# EXERCISE REQUIREMENTS:
All lines in the records below with the word "cloud" must be returned.

# INPUT DATA:
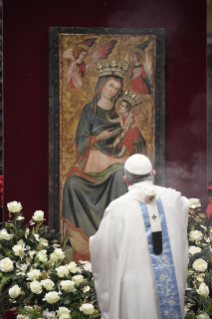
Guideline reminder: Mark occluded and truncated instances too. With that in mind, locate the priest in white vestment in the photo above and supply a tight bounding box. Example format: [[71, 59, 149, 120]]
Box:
[[89, 154, 190, 319]]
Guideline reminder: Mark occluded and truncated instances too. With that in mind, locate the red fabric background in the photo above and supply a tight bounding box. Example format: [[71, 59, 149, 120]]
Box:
[[3, 0, 207, 224]]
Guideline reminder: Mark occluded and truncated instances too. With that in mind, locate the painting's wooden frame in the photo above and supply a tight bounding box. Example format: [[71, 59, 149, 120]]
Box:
[[49, 27, 165, 231]]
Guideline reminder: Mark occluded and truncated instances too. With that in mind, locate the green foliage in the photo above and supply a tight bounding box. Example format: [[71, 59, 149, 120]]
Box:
[[0, 248, 12, 256], [185, 202, 212, 318], [205, 269, 212, 289], [0, 275, 10, 292], [19, 308, 45, 319], [185, 312, 195, 319], [197, 295, 212, 310]]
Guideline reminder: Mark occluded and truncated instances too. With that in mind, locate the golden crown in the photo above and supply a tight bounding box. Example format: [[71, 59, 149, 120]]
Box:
[[123, 90, 142, 107], [97, 58, 129, 78]]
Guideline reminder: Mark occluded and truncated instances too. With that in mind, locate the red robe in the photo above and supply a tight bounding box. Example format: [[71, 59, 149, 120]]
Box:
[[118, 115, 141, 153], [69, 62, 86, 89], [130, 65, 149, 95]]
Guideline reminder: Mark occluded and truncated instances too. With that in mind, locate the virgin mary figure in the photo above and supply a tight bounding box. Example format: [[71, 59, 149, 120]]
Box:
[[62, 59, 147, 260]]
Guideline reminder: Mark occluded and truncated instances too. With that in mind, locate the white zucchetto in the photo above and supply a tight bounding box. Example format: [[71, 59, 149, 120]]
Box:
[[124, 154, 152, 175]]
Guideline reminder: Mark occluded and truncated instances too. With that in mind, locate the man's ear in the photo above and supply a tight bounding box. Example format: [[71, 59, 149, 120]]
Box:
[[123, 175, 130, 186], [152, 169, 156, 177]]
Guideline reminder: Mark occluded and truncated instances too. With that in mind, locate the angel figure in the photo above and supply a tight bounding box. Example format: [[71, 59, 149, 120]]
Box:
[[124, 40, 152, 95], [63, 38, 117, 89]]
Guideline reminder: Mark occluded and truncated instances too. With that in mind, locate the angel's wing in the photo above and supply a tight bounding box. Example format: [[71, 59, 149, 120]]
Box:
[[62, 38, 97, 60], [91, 40, 117, 60], [62, 46, 76, 60], [76, 38, 96, 48], [135, 40, 151, 51]]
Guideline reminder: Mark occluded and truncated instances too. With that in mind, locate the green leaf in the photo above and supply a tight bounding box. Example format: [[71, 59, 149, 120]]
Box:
[[63, 299, 71, 305]]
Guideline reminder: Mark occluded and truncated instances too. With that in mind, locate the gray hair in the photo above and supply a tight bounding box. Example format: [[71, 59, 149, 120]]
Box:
[[124, 169, 153, 185]]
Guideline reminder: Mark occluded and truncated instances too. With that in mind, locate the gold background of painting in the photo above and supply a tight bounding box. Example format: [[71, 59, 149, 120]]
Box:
[[59, 33, 156, 199]]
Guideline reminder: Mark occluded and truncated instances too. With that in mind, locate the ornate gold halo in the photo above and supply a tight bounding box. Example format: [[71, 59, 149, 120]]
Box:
[[122, 89, 142, 107]]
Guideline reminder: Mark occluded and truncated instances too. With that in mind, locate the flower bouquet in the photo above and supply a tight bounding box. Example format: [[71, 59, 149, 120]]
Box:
[[185, 199, 212, 319], [0, 202, 100, 319]]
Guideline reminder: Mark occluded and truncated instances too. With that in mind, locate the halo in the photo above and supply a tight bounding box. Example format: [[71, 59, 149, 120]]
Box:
[[73, 45, 88, 59], [115, 97, 123, 111], [129, 49, 145, 65]]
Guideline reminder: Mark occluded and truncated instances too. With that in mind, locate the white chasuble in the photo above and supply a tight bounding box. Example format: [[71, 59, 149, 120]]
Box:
[[89, 182, 190, 319]]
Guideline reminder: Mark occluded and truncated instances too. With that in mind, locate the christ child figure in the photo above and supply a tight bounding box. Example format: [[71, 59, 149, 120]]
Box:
[[107, 99, 142, 157]]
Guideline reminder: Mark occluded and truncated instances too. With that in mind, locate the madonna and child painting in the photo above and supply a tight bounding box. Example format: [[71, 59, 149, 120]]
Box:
[[52, 29, 164, 261]]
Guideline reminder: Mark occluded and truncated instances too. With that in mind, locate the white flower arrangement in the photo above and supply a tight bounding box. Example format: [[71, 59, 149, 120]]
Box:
[[185, 199, 212, 318], [0, 202, 100, 319]]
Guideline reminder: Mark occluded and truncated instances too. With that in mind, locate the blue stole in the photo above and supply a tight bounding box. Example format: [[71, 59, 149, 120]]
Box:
[[140, 198, 182, 319]]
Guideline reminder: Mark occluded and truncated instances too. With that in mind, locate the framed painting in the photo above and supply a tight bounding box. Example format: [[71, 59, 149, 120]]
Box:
[[49, 27, 165, 261]]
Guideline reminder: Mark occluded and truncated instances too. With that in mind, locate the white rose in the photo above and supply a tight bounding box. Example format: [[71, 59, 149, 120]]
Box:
[[17, 239, 25, 246], [32, 210, 45, 222], [196, 314, 210, 319], [189, 198, 201, 209], [67, 261, 81, 273], [56, 307, 71, 317], [56, 265, 69, 278], [39, 237, 49, 247], [50, 248, 65, 262], [7, 201, 22, 213], [193, 258, 208, 272], [37, 250, 48, 262], [9, 285, 21, 298], [59, 315, 70, 319], [43, 291, 60, 304], [27, 269, 41, 281], [82, 286, 90, 293], [67, 261, 76, 268], [60, 280, 76, 292], [0, 229, 13, 241], [0, 257, 14, 272], [197, 283, 209, 297], [17, 315, 30, 319], [189, 246, 201, 255], [79, 303, 95, 315], [41, 279, 55, 291], [72, 275, 84, 285], [30, 280, 42, 294], [83, 261, 92, 272], [189, 230, 203, 242], [69, 266, 81, 274], [12, 244, 25, 257]]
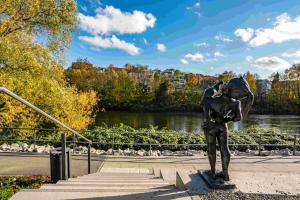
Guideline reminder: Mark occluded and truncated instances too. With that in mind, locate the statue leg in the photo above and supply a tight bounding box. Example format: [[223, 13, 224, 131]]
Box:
[[217, 124, 231, 181], [205, 129, 217, 177]]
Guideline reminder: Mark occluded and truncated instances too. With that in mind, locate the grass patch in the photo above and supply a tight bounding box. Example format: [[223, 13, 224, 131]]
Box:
[[0, 176, 49, 200]]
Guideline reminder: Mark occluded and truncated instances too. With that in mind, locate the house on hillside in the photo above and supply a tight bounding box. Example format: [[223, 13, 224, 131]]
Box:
[[161, 69, 186, 90], [197, 75, 218, 89], [256, 79, 271, 95]]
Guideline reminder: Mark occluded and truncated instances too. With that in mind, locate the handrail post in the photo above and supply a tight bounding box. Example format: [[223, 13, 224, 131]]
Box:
[[187, 132, 190, 153], [148, 132, 152, 156], [293, 135, 296, 156], [73, 133, 76, 155], [112, 131, 115, 153], [88, 143, 91, 174], [61, 132, 67, 180], [33, 131, 37, 152], [258, 134, 262, 156]]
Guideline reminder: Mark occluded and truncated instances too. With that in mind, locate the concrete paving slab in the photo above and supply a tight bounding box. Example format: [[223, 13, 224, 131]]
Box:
[[230, 171, 300, 195]]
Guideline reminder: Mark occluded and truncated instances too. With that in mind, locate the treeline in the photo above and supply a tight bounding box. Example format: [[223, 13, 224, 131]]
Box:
[[65, 60, 206, 111], [253, 65, 300, 115], [65, 59, 300, 115], [65, 59, 257, 112]]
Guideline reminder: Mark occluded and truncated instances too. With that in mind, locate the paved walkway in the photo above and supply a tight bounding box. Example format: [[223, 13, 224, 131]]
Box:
[[100, 155, 300, 173], [1, 152, 299, 176], [0, 152, 101, 176]]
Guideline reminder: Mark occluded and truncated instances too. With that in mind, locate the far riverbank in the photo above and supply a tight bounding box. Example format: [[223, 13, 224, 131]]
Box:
[[94, 111, 300, 133]]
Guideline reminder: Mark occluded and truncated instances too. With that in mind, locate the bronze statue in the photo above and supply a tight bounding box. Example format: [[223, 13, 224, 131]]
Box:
[[202, 77, 254, 182]]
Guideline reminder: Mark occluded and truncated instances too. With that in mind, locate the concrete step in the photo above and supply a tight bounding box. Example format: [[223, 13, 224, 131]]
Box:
[[40, 184, 174, 190], [160, 168, 177, 185], [100, 167, 151, 174], [153, 167, 162, 178], [66, 178, 165, 183], [82, 173, 154, 178], [75, 176, 159, 180], [56, 182, 169, 186], [175, 169, 209, 195], [11, 189, 192, 200]]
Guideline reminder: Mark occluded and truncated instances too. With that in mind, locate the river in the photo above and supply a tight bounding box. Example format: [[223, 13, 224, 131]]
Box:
[[94, 111, 300, 134]]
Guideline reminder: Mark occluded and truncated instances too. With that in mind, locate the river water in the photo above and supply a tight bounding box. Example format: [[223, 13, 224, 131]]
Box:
[[94, 111, 300, 134]]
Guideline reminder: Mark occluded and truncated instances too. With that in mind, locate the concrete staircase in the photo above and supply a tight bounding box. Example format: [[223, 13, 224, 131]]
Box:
[[11, 170, 192, 200]]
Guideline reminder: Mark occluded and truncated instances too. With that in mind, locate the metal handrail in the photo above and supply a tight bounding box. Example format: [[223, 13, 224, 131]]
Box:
[[0, 87, 92, 178], [0, 87, 91, 143]]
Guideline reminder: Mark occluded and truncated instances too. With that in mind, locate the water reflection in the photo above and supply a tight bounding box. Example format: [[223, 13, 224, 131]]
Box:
[[94, 112, 300, 134]]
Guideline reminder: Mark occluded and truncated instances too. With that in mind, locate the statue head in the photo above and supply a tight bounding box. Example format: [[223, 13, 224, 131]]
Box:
[[204, 81, 224, 98], [223, 77, 254, 118]]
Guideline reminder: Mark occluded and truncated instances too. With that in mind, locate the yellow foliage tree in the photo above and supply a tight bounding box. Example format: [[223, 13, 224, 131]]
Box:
[[0, 0, 97, 137], [244, 71, 257, 94]]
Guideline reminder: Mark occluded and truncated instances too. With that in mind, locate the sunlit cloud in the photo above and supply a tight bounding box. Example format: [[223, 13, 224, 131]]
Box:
[[157, 43, 167, 52], [78, 5, 156, 35], [235, 13, 300, 47], [79, 35, 141, 55], [214, 34, 233, 42], [254, 56, 290, 72]]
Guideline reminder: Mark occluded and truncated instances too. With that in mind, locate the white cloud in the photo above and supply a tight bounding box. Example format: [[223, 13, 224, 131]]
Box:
[[254, 56, 290, 72], [180, 58, 189, 64], [214, 51, 224, 58], [245, 56, 254, 63], [194, 2, 200, 7], [236, 13, 300, 47], [282, 50, 300, 58], [214, 34, 233, 42], [186, 2, 200, 10], [78, 5, 156, 35], [194, 42, 208, 47], [234, 28, 254, 42], [79, 35, 140, 55], [157, 43, 167, 52], [184, 53, 204, 62]]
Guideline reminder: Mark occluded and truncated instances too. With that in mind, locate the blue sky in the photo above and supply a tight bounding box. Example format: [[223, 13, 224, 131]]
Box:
[[66, 0, 300, 78]]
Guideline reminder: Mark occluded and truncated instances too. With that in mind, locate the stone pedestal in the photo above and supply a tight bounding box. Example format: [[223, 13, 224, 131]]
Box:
[[198, 170, 236, 190]]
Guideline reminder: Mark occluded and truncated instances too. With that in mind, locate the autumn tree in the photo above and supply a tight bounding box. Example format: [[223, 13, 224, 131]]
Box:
[[244, 71, 257, 94], [0, 0, 97, 136], [217, 71, 236, 82], [65, 59, 105, 93]]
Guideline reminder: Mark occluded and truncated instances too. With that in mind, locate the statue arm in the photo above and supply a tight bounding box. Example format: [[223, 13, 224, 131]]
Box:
[[203, 101, 214, 130]]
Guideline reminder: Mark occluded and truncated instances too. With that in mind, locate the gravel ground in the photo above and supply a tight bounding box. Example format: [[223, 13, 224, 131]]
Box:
[[200, 191, 300, 200]]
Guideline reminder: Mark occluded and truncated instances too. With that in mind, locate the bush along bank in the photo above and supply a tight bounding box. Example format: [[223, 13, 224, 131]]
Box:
[[0, 176, 49, 200], [1, 124, 300, 155]]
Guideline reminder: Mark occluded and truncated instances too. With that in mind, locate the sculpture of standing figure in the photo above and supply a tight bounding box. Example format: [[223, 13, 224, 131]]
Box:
[[202, 77, 254, 182]]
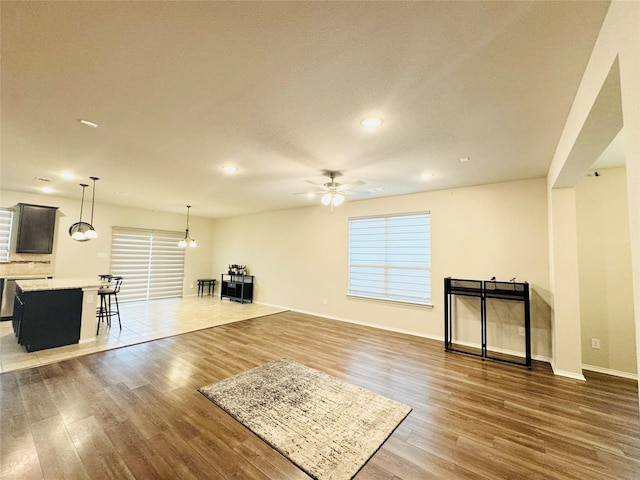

# SOLUTION:
Guideline reminder: Mark occluded and truncated instances too. With that in mind, locate the sunlit cloud in the photo above and supply a tight bounding box. Example format: [[223, 13, 224, 131]]
Guideline reminder: Mark occluded and truncated instances too. With that in mind, locate the white cloud in the photo above and supply a tight bounding box. Example format: [[223, 13, 224, 131]]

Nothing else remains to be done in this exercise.